### Exercise directions
Reproduce all the data verbatim.

Stored data entries:

►

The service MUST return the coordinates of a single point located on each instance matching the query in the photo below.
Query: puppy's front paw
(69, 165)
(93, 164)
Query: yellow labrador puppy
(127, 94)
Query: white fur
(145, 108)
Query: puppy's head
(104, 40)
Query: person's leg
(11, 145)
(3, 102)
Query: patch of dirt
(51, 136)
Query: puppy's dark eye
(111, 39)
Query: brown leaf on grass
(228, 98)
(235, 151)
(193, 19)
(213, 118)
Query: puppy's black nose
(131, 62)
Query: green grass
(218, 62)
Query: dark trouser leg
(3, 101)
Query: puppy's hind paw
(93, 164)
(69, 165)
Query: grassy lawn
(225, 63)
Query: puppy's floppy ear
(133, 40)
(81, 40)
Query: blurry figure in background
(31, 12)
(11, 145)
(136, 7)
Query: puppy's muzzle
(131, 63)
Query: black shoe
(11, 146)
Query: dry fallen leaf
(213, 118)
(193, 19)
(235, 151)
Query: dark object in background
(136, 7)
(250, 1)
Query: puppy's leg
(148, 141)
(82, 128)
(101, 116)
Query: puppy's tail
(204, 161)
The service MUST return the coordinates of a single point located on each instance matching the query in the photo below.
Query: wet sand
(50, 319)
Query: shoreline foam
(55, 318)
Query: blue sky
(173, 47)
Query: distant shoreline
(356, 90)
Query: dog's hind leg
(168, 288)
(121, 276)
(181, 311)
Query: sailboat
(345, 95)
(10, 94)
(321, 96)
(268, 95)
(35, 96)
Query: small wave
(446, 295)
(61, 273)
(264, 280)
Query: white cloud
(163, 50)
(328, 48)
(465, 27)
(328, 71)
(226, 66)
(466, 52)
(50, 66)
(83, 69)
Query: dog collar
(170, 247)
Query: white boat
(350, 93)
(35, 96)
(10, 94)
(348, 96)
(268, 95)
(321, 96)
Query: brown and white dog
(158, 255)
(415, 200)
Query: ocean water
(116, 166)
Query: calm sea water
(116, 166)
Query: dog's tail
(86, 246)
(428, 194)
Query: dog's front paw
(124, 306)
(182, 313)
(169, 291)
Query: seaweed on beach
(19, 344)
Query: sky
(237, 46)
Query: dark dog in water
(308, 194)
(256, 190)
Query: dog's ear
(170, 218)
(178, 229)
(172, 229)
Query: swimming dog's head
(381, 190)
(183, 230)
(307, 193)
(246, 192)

◄

### Exercise solution
The service MUST return the coordinates of a single point located on each instance matching the query in the photo below.
Query: puppy's front paw
(69, 165)
(93, 164)
Query: yellow labrador puppy
(127, 94)
Query: white fur
(145, 108)
Query: puppy's head
(104, 40)
Query: person's leg
(11, 145)
(3, 102)
Query: patch of dirt
(51, 136)
Query: puppy's dark eye
(111, 39)
Query: brown leaf on grass
(228, 98)
(235, 151)
(193, 19)
(213, 118)
Query: puppy's black nose
(131, 62)
Query: green grass
(218, 62)
Query: dark trouser leg
(3, 101)
Query: puppy's hind paw
(93, 164)
(69, 165)
Query: grassy lawn
(225, 63)
Query: puppy's floppy ear
(133, 40)
(81, 40)
Query: blurry figure in background
(31, 12)
(11, 145)
(136, 7)
Query: puppy's muzzle
(131, 63)
Query: black shoe
(11, 146)
Query: dry fallen leaf
(213, 118)
(193, 19)
(235, 151)
Query: dark object in background
(136, 7)
(250, 1)
Query: puppy's leg
(148, 141)
(82, 128)
(101, 116)
Query: puppy's tail
(204, 161)
The service MUST return the coordinates of a single point located on each instance matching the query in the photo below.
Query: wet sand
(50, 319)
Query: shoreline foam
(55, 318)
Query: blue sky
(173, 47)
Query: distant shoreline
(356, 90)
Query: dog's hind leg
(168, 288)
(121, 276)
(181, 311)
Query: sailboat
(345, 95)
(10, 94)
(321, 96)
(268, 95)
(35, 96)
Query: small wave
(446, 295)
(61, 273)
(264, 280)
Query: white cloud
(163, 50)
(328, 48)
(465, 27)
(328, 71)
(226, 66)
(466, 52)
(50, 66)
(83, 69)
Query: dog collar
(170, 247)
Query: white boat
(350, 93)
(35, 96)
(10, 94)
(348, 96)
(268, 95)
(321, 96)
Query: brown and white dog
(158, 255)
(415, 200)
Query: ocean water
(116, 166)
Query: calm sea water
(116, 166)
Query: dog's tail
(86, 246)
(428, 194)
Query: dog's front paw
(124, 306)
(182, 313)
(169, 291)
Query: seaweed on beach
(19, 344)
Query: sky
(237, 46)
Query: dark dog in water
(308, 194)
(256, 190)
Query: dog's ear
(170, 218)
(178, 229)
(172, 229)
Query: swimming dog's head
(381, 190)
(183, 230)
(307, 193)
(246, 192)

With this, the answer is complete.